Interrupts and Exceptions（七）

thomas_ar

Interrupt Descriptor Table
A system table called Interrupt Descriptor Table (IDT) associates each interrupt or exception vector with the address of the corresponding interrupt or exception handler. The IDT must be properly initialized before the kernel enables interrupts.
一个叫做IDT（中断描述符表）的系统表将每个中断或异常向量与对应的中断或异常处理函数的地址联系在一起。IDT必须在内核开启中断前被正确地初始化。
The IDT format is similar to that of the GDT and the LDTs examined in Chapter 2. Each entry corresponds to an interrupt or an exception vector and consists of an 8-byte descriptor. Thus, a maximum of 256 x 8 = 2048 bytes are required to store the IDT.
IDT格式与GDT和LDT相似。每个条目对应一个中断或异常向量，并且有8byte的描述符组成。因此，存储IDT需要最多256*8=2048byte。
The idtr CPU register allows the IDT to be located anywhere in memory: it specifies both the IDT base physical address and its limit (maximum length). It must be initialized before enabling interrupts by using the lidt assembly language instruction.
CPU的idtr寄存器容许IDT被存放在内存的任何位置；它指明了IDT物理基地址和限制（最大长度）。它必须在开启中断前使用lidt汇编指令初始化。

# ACTIONS TO TAKE
A. From the text on the Interrupt Descriptor Table, copy the passage from "The idtr CPU" to "assembly language instruction.".
B. Answer these questions using the text on the Interrupt Descriptor Table:
(i) What is the size of the descriptor that makes up each IDT entry?
(ii) What is the maximum number of bytes needed to store the IDT?
(iii) Which assembly language instruction initializes the idtr register?
C. Continue the text on the Interrupt Descriptor Table from its last sentence.

# DATA LISTING

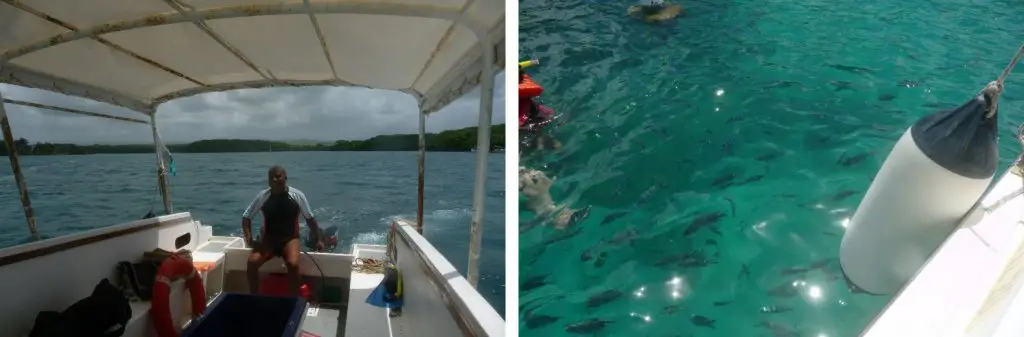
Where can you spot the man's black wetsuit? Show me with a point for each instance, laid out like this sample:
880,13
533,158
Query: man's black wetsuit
281,217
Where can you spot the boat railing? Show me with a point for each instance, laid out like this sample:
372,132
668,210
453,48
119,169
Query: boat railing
423,265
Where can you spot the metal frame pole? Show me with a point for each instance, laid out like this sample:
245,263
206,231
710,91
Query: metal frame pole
8,141
482,152
423,160
165,192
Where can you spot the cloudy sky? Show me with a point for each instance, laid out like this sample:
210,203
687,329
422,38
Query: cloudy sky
283,114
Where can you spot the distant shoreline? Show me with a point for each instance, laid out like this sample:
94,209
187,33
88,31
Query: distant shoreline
453,140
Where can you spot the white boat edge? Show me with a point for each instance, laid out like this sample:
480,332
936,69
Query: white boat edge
38,277
972,285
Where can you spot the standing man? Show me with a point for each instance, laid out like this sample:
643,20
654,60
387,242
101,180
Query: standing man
281,206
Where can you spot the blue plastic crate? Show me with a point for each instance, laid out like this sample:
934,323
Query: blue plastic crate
249,316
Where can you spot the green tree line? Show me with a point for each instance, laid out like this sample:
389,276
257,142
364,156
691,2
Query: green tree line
452,140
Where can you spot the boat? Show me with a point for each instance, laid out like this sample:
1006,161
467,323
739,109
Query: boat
139,54
953,261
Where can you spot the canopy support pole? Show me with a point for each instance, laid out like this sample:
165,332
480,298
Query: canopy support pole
23,190
482,153
423,160
165,193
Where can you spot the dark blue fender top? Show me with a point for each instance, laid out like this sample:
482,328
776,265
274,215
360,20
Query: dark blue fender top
962,139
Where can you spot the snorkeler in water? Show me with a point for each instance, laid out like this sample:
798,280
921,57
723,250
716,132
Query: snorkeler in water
655,10
534,117
537,187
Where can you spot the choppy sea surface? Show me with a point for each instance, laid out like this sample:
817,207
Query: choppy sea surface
360,193
762,122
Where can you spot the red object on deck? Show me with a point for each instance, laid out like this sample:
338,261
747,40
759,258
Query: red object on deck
279,285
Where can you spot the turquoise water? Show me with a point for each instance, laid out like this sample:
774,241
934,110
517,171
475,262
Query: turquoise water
774,115
360,193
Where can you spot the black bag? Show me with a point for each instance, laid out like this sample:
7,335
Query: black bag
103,313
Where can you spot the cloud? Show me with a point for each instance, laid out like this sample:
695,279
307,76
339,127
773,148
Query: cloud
282,114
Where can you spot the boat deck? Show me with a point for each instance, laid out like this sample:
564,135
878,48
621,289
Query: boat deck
373,321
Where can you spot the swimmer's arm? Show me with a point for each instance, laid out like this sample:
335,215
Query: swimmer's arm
307,213
251,211
670,12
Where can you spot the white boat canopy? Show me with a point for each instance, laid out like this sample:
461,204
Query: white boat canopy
139,53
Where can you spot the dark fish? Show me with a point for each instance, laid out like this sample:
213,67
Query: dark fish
754,178
908,84
842,85
723,180
704,220
540,321
852,69
727,148
687,259
589,253
613,216
579,215
532,283
850,161
625,236
563,236
603,297
531,223
783,291
793,271
778,330
769,156
852,287
704,322
732,205
775,309
648,193
780,84
587,327
820,263
843,195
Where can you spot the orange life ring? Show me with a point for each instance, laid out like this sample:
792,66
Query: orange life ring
175,267
528,88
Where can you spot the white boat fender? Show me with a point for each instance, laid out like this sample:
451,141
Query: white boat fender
937,171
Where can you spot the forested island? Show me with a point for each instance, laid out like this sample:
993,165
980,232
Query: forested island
452,140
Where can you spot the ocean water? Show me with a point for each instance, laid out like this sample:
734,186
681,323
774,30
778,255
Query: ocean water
360,193
773,116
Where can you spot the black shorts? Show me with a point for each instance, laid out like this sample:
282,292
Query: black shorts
273,246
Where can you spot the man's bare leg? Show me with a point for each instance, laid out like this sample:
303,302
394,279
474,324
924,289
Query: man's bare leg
292,254
257,257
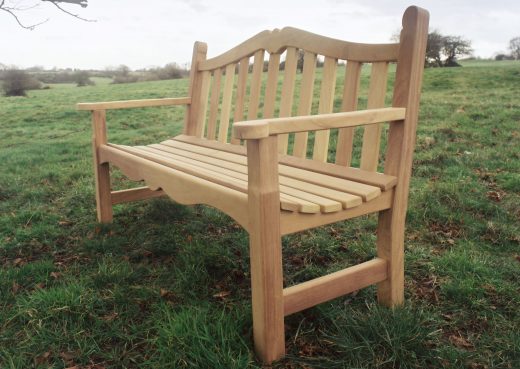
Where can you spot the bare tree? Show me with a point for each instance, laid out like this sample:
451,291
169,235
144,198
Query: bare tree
434,49
14,9
453,47
514,47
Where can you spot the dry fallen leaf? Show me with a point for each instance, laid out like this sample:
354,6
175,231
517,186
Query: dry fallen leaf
460,342
15,287
222,294
41,359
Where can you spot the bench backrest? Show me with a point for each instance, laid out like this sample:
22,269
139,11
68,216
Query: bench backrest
260,78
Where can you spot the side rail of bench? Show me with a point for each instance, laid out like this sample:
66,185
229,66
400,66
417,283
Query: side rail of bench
105,198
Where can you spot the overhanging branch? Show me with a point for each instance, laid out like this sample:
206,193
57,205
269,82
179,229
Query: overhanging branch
15,9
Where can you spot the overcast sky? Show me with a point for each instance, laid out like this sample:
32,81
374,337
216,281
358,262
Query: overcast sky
155,32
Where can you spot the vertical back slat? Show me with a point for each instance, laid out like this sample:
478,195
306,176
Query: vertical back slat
225,109
328,84
349,103
372,133
194,119
238,114
272,84
213,107
286,101
305,105
204,95
256,84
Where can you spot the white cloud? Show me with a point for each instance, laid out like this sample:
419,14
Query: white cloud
141,34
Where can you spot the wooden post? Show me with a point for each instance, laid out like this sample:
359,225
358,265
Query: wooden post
401,143
265,248
194,120
101,170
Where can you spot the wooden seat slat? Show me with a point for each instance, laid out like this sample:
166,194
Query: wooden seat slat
366,192
383,181
291,199
296,189
305,103
240,171
269,190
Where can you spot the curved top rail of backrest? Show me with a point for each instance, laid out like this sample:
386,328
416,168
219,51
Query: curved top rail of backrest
277,41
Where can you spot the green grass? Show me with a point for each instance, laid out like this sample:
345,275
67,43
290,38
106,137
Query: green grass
167,286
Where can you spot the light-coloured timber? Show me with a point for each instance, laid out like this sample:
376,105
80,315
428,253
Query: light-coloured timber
269,189
225,111
214,104
399,155
267,127
238,114
305,104
134,194
316,291
383,181
126,104
286,100
277,41
194,118
256,85
328,86
349,103
372,134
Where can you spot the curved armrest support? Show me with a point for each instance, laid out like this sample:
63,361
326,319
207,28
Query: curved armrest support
144,103
261,128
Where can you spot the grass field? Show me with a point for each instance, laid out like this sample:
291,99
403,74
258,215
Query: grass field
167,286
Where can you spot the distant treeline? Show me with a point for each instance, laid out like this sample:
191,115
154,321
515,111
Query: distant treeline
119,74
15,81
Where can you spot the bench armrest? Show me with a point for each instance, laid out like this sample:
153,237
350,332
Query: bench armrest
133,103
261,128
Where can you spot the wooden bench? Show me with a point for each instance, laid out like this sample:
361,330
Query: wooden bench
280,181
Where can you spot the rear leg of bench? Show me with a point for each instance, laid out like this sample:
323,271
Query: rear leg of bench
265,249
101,170
390,247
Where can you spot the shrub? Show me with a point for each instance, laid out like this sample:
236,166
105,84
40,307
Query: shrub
82,78
17,82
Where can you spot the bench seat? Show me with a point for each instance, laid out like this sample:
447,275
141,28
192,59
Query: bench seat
246,150
306,186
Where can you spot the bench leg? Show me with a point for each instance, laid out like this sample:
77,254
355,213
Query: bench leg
101,170
265,249
390,246
267,295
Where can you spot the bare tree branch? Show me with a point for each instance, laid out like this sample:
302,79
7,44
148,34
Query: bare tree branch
55,3
14,10
13,14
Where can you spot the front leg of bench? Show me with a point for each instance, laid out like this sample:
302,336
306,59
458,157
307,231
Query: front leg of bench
101,170
265,248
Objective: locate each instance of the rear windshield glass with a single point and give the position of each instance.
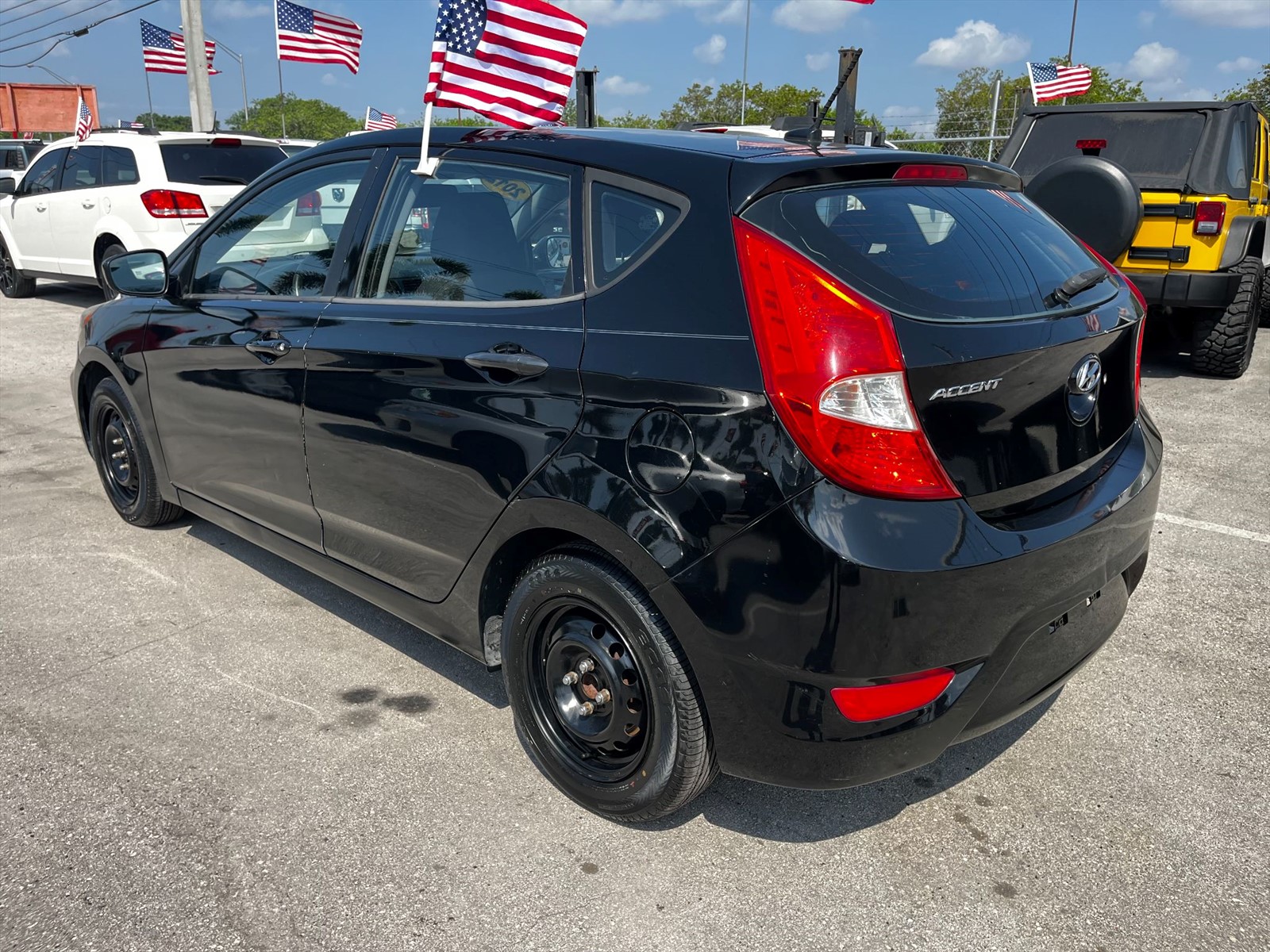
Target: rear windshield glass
(205, 164)
(935, 251)
(1155, 149)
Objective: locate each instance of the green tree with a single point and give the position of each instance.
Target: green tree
(306, 118)
(167, 124)
(1257, 89)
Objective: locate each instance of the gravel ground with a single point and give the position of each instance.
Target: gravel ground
(206, 748)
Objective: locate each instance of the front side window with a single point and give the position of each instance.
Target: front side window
(42, 175)
(471, 232)
(283, 239)
(83, 168)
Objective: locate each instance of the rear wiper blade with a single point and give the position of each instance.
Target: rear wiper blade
(1073, 286)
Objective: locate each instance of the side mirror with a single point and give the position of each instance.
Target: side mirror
(137, 273)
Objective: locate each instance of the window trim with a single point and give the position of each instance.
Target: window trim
(639, 187)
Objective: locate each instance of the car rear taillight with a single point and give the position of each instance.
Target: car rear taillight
(937, 173)
(309, 205)
(1210, 217)
(835, 374)
(169, 203)
(897, 696)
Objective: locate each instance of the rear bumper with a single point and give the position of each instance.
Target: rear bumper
(1187, 289)
(836, 589)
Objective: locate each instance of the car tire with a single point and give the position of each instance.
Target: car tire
(129, 480)
(13, 283)
(1222, 340)
(108, 251)
(648, 750)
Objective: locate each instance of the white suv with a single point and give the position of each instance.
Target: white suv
(118, 190)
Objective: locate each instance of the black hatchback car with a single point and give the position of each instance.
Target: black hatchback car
(734, 456)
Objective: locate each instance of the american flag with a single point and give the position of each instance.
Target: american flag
(375, 120)
(1053, 82)
(313, 36)
(164, 51)
(83, 121)
(510, 60)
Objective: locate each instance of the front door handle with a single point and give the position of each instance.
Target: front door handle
(507, 359)
(268, 347)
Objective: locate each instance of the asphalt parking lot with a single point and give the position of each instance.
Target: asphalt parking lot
(207, 748)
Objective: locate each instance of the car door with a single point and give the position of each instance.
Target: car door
(448, 372)
(27, 213)
(225, 357)
(74, 209)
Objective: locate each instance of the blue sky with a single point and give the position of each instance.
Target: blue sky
(648, 51)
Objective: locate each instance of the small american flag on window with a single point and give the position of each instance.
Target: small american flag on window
(510, 60)
(375, 120)
(83, 121)
(313, 36)
(1053, 82)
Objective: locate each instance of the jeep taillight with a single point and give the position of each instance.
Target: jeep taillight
(169, 203)
(835, 374)
(1210, 217)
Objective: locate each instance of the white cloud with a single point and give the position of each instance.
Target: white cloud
(816, 63)
(813, 16)
(975, 44)
(622, 86)
(1155, 61)
(241, 10)
(1222, 13)
(1245, 63)
(711, 51)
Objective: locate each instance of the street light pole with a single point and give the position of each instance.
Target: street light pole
(238, 59)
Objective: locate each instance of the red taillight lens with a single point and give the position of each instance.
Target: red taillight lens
(835, 374)
(946, 173)
(895, 697)
(309, 203)
(1210, 217)
(167, 203)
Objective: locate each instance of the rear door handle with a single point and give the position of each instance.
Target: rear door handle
(508, 359)
(268, 347)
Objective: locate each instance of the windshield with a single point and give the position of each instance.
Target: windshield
(935, 251)
(206, 164)
(1155, 148)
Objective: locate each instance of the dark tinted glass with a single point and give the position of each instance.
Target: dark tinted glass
(1156, 149)
(470, 232)
(83, 168)
(120, 167)
(935, 251)
(205, 164)
(625, 226)
(42, 175)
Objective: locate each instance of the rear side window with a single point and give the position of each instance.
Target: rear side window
(120, 167)
(206, 164)
(933, 251)
(625, 226)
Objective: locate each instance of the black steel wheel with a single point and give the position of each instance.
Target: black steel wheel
(124, 460)
(603, 700)
(12, 281)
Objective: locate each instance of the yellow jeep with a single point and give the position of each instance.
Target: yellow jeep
(1176, 196)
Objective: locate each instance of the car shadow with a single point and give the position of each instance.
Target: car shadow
(410, 641)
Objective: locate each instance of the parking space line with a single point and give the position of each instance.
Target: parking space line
(1213, 527)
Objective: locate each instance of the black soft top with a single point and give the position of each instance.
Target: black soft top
(1189, 148)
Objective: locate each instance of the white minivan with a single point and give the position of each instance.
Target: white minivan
(117, 190)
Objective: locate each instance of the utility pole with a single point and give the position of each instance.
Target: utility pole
(201, 114)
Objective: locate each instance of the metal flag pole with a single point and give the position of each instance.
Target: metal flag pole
(745, 67)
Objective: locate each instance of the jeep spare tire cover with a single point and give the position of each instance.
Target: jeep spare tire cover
(1092, 198)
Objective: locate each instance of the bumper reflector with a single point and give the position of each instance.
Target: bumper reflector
(899, 696)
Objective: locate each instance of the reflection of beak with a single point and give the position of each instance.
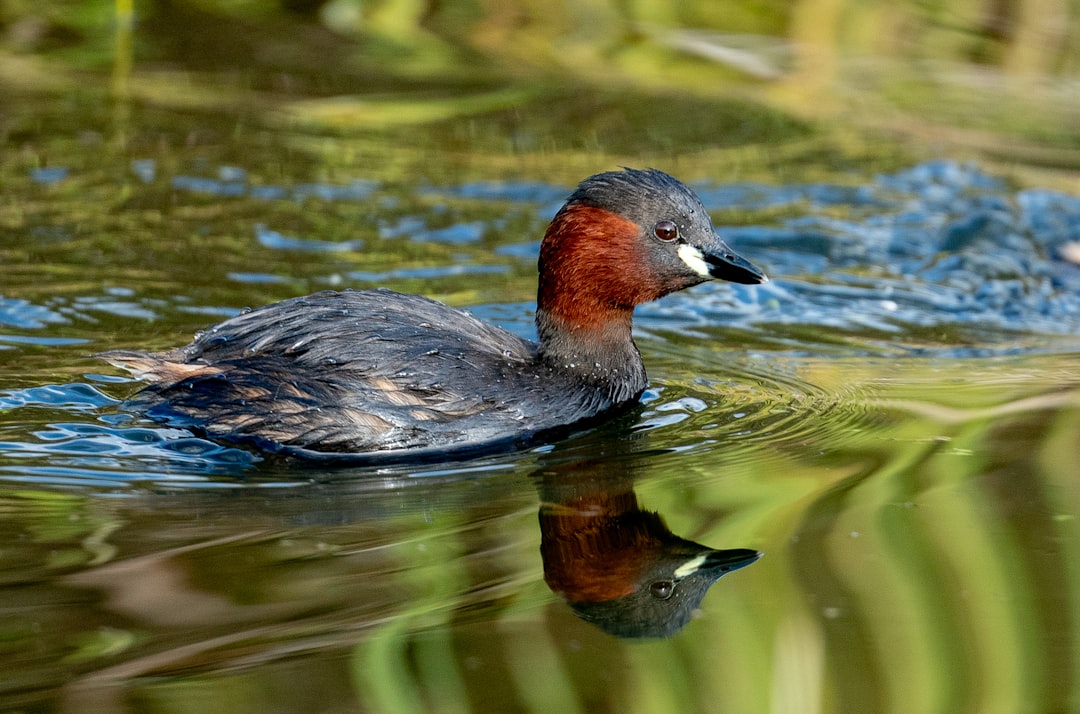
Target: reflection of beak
(717, 563)
(725, 264)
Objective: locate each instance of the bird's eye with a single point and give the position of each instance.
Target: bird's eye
(665, 230)
(662, 589)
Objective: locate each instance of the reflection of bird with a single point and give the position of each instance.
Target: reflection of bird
(620, 567)
(395, 375)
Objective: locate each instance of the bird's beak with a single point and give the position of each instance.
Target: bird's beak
(725, 264)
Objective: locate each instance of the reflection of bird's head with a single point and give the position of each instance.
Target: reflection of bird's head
(620, 567)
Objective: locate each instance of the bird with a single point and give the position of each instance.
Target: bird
(381, 376)
(617, 565)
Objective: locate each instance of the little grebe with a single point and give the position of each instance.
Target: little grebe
(386, 376)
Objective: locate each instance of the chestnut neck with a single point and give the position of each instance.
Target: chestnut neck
(591, 278)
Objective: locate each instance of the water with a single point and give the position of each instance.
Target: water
(892, 421)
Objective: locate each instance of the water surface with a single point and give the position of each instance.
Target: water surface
(892, 421)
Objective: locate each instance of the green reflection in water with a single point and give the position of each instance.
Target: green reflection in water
(919, 522)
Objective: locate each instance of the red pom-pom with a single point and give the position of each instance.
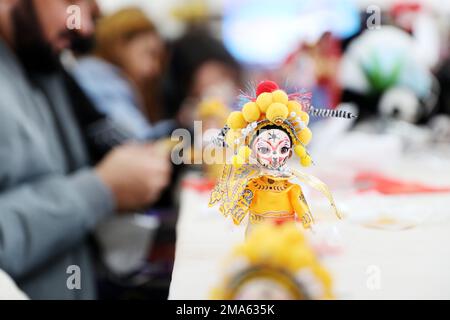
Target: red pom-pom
(266, 86)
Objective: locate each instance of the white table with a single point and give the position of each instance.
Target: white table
(366, 263)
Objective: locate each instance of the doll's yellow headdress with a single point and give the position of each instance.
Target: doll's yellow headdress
(273, 106)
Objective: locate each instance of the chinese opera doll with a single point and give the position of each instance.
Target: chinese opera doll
(274, 263)
(271, 128)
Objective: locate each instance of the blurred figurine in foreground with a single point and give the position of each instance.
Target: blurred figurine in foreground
(271, 127)
(275, 263)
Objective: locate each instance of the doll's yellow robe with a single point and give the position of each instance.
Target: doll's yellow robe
(276, 199)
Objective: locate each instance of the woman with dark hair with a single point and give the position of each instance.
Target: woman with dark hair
(122, 77)
(199, 66)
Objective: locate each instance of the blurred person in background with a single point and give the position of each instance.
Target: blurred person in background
(51, 196)
(8, 289)
(122, 76)
(199, 67)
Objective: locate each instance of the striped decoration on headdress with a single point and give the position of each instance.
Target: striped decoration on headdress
(329, 113)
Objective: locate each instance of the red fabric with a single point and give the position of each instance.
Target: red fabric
(266, 86)
(368, 181)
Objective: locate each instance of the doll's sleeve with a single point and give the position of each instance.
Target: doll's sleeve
(301, 207)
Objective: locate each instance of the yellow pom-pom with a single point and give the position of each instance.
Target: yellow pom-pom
(294, 106)
(305, 136)
(231, 137)
(277, 112)
(304, 116)
(300, 151)
(251, 112)
(264, 100)
(280, 96)
(236, 120)
(244, 152)
(237, 161)
(306, 161)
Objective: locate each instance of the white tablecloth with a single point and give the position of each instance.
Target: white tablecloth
(365, 263)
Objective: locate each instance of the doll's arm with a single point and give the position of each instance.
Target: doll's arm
(301, 208)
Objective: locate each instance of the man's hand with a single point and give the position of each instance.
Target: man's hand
(136, 174)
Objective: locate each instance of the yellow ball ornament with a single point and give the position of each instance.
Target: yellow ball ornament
(251, 112)
(231, 137)
(237, 161)
(306, 161)
(304, 116)
(277, 112)
(236, 120)
(305, 136)
(244, 153)
(264, 100)
(300, 151)
(280, 96)
(294, 106)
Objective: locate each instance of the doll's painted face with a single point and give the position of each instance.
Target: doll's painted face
(272, 148)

# ANSWERS GIVEN
A.
The idtr CPU register allows the IDT to be located anywhere in memory: it specifies both the IDT base physical address and its limit (maximum length). It must be initialized before enabling interrupts by using the lidt assembly language instruction.

B.
(i) 8 bytes
(ii) 2048 bytes
(iii) lidt

C.
The IDT may include three types of descriptors; Figure 4-2 illustrates the meaning of the 64 bits included in each of them. In particular, the value of the Type field encoded in the bits 40-43 identifies the descriptor type.
IDT可能有三种类型的描述符。一般，bit40-43编码的Type成员值标识了描述符类型。
The descriptors are:
Task gate
Includes the TSS selector of the process that must replace the current one when an interrupt signal occurs.
包含了进程的TSS选择子，当中断信号发生是这个进程必须替换当前进程。
Interrupt gate
Includes the Segment Selector and the offset inside the segment of an interrupt or exception handler. While transferring control to the proper segment, the processor clears the IF flag, thus disabling further maskable interrupts.
包含了中断或异常处理函数在段内的段选择子和偏移。当将控制转移到合适的段时，处理器清除IF标志，因此关闭将来的可屏蔽中断。
Trap gate
Similar to an interrupt gate, except that while transferring control to the proper segment, the processor does not modify the IF flag.
与中断门类似，除了处理器不会修改IF标志。
As we'll see in the later section "Interrupt, Trap, and System Gates," Linux uses interrupt gates to handle interrupts and trap gates to handle exceptions.

Linux使用中断门处理中断，陷阱门处理异常。

The "Double fault" exception, which denotes a type of kernel misbehavior, is the only exception handled by means of a task gate (see the section "Exception Handling" later in this chapter.).
Hardware Handling of Interrupts and Exceptions
We now describe how the CPU control unit handles interrupts and exceptions. We assume that the kernel has been initialized, and thus the CPU is operating in Protected Mode.
我们现在描述CPU控制单元是如何处理中断和异常的。我们假设内核已经被初始化，因此CPU运行在保护模式。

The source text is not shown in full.